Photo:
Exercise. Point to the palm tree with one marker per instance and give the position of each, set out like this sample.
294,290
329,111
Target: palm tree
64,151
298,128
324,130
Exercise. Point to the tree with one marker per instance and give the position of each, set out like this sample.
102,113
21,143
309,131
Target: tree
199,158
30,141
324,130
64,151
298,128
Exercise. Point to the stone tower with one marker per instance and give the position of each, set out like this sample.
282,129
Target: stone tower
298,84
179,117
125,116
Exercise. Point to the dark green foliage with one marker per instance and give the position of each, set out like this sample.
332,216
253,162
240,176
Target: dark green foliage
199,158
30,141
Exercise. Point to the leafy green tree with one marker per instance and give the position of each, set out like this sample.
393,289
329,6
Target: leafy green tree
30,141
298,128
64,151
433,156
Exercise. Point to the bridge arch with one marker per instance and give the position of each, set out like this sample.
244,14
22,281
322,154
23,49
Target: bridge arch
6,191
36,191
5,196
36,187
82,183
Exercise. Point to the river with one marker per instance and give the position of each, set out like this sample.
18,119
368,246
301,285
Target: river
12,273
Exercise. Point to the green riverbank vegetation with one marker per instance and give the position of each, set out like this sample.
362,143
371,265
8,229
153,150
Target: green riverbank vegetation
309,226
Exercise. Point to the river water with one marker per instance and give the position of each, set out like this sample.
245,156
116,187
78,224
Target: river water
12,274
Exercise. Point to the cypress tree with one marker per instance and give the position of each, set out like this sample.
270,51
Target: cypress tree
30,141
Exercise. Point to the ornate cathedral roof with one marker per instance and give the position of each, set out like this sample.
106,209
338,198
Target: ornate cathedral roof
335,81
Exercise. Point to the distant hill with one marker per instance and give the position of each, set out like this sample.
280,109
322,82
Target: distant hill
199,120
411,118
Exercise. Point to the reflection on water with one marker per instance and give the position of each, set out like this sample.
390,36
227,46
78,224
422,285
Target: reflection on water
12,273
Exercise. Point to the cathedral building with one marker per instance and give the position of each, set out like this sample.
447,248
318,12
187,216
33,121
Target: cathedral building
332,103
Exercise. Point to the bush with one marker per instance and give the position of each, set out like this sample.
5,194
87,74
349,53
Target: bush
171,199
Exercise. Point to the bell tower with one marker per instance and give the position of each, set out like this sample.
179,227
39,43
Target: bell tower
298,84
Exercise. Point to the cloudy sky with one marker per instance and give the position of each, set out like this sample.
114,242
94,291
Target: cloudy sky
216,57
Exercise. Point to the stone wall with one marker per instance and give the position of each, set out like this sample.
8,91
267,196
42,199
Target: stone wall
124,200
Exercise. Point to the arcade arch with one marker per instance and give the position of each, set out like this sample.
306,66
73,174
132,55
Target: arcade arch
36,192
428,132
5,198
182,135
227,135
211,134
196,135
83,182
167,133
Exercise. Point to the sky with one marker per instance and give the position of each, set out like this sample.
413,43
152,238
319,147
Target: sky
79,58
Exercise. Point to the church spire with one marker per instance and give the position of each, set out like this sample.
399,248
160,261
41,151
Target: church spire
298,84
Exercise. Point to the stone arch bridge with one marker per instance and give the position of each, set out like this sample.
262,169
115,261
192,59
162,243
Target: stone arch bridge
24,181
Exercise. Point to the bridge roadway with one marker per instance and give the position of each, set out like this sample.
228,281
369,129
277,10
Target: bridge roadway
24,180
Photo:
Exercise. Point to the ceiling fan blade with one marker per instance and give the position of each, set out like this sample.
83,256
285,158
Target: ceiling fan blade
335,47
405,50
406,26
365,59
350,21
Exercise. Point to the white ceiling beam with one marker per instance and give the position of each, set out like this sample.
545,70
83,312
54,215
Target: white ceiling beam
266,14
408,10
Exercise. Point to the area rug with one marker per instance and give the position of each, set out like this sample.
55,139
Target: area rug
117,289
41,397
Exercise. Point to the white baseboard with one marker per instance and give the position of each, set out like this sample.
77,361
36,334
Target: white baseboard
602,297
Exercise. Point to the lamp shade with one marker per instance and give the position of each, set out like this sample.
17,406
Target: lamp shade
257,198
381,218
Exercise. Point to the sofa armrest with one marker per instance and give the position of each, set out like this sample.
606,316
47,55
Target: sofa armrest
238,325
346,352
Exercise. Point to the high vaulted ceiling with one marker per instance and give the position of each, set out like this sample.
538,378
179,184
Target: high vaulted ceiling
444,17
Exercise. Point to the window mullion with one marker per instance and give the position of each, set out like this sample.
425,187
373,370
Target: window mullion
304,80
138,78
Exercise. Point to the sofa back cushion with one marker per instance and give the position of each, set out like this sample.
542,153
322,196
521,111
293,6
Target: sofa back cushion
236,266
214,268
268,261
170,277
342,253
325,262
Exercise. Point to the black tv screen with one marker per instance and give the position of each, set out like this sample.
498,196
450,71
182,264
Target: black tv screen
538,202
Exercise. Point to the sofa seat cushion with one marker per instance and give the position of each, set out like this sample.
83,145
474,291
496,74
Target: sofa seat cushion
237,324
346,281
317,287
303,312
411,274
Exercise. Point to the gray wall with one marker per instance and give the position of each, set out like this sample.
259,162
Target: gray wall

WORK ITEM: Transcribe each record shown above, exactly.

EXERCISE RESULT:
Photo:
Exercise. Point to the palm tree with one marker per instance and give the position of each, set out like this sample.
294,290
329,111
Target: palm tree
64,151
298,128
324,130
Exercise. Point to the tree with one marker per instance and give the position of each, set out like this sample.
102,113
21,143
309,131
Target: tree
199,158
30,141
324,130
64,151
298,128
Exercise. Point to the stone tower with one marker per instance and give the position of each, set out like this sample.
282,129
Target: stone tower
298,84
179,117
125,116
Exercise. Point to the dark green foliage with one marker per instance and give the position of each, set out like this sample.
332,216
253,162
240,176
Target: dark green foliage
199,158
30,141
Exercise. Point to the leafy green tree with one marker per instance and give the position of each, set out like this sample.
393,289
329,6
Target: leafy green tree
30,141
298,128
64,151
433,156
Exercise. Point to the bridge arch with one marker per instance and give the position of each, set out like this sample.
244,14
22,281
322,154
23,49
Target: bridge arch
6,191
36,191
5,196
36,187
82,183
Exercise. Point to the river with one marker per instance and give the position of each, set out like this sample.
18,119
368,246
301,285
Target: river
12,273
Exercise. Point to the green riverbank vegetation with one marker per instance and give the position of each, set out like this sample.
362,143
371,265
8,229
153,150
Target: green riverbank vegetation
309,226
Exercise. Point to the river water with one marker per instance and give the position of each, set out like this sample.
245,156
116,187
78,224
Target: river water
12,274
Exercise. Point to the cypress tree with one marker per instance and give the position of each, set out like this sample.
270,51
Target: cypress tree
30,141
Exercise. Point to the ornate cathedral roof with one marker per instance and give the position of each, set out like this sample.
106,209
338,198
Target: ornate cathedral roof
335,81
Exercise. Point to the distant hill with one marker per instance and give the position of each, set out like this sample.
280,109
322,82
Target: distant hill
199,120
411,118
Exercise. Point to the reflection on water with one marker per instance and give the position of each, set out like this sample.
390,36
227,46
78,224
422,285
Target: reflection on water
12,273
Exercise. Point to the cathedral building with one marker per instance and give the position of each, set out like this sample.
447,248
318,12
187,216
33,121
Target: cathedral building
332,103
Exercise. Point to the bush with one marker per instance and give the position of each, set out like this sample.
5,194
87,74
349,53
Target: bush
171,199
Exercise. Point to the bell tower with one marker per instance and give the position of each, set out like this sample.
179,227
39,43
Target: bell tower
298,84
Exercise. Point to the cloudy sky with one marker per instance and give the position of each, set out like this sample.
114,242
94,291
Target: cloudy sky
216,57
Exercise. Point to the stone wall with one marker per instance and give the position of each, set out like this sample.
8,91
267,196
42,199
Target: stone wall
124,200
Exercise. Point to the arcade arch with one marker per instance and give the position of each, set out like this sample.
306,66
73,174
132,55
Target: arcade arch
36,192
428,132
5,198
182,135
227,135
211,134
196,135
83,182
167,133
Exercise. Point to the sky with one marker per instance and give the position of each, set out like this sample.
413,43
152,238
319,147
Target: sky
79,58
Exercise. Point to the church spire with one marker per instance and give the position of each, set out like this sample.
399,248
160,261
41,151
Target: church spire
298,84
Exercise. Point to the stone arch bridge with one marker per instance and give the position of each, set out like this sample.
262,169
115,261
192,59
162,243
Target: stone arch bridge
24,181
Exercise. Point to the bridge roadway with one marker per instance and give the position of each, set out like this sample.
228,281
369,129
277,10
Target: bridge roadway
24,180
Photo:
Exercise. Point to the ceiling fan blade with one marker per instance and give the position of each, set out like this sample.
83,256
285,158
Target: ceiling fan blade
335,47
405,50
406,26
365,59
350,21
Exercise. Point to the white ceiling beam with one marker per instance and give the position of each, set out like this sample.
545,70
83,312
54,215
Target: white ceiling beam
266,14
408,10
Exercise. Point to the area rug with one marker per instance and give the position of each, set out like this sample.
55,139
Target: area rug
117,289
41,397
Exercise. Point to the white baseboard with one marker per instance and give the position of each, set out like this sample.
77,361
36,334
Target: white baseboard
602,297
Exercise. Point to the lamp shade with one marker per instance and give the position of each, set out like this sample.
17,406
Target: lamp shade
257,198
381,218
Exercise. Point to the sofa armrest with one marker per instance and give the position of each, set out like this sample.
606,316
47,55
Target: sofa armrest
238,325
346,352
Exercise. Point to the high vaulted ceiling with one marker per instance and give the position of each, set out like this sample.
538,378
179,184
Target: high vaulted ceiling
444,17
Exercise. Point to the window mullion with one marker per instance and give the position of each, set out like this sample.
425,187
373,370
Target: window mullion
304,80
138,78
Exercise. Point to the sofa back cushion with one marker per instance and give the position of each, set out like this sample.
542,153
322,196
521,111
293,6
Target: sofa back cushion
236,266
214,268
268,261
170,277
342,253
325,262
Exercise. Point to the black tv screen with one marker per instance and give the position of each, set out like this sample.
498,196
450,71
182,264
Target: black tv screen
538,202
Exercise. Point to the sofa seat cushion with one marker per instance and give the position of each, set out like this sample.
83,145
474,291
496,74
Target: sofa seat cushion
237,324
346,281
317,287
303,312
411,274
Exercise. Point to the gray wall with one marker per instance and give the position of each, set out like this sample.
259,162
Target: gray wall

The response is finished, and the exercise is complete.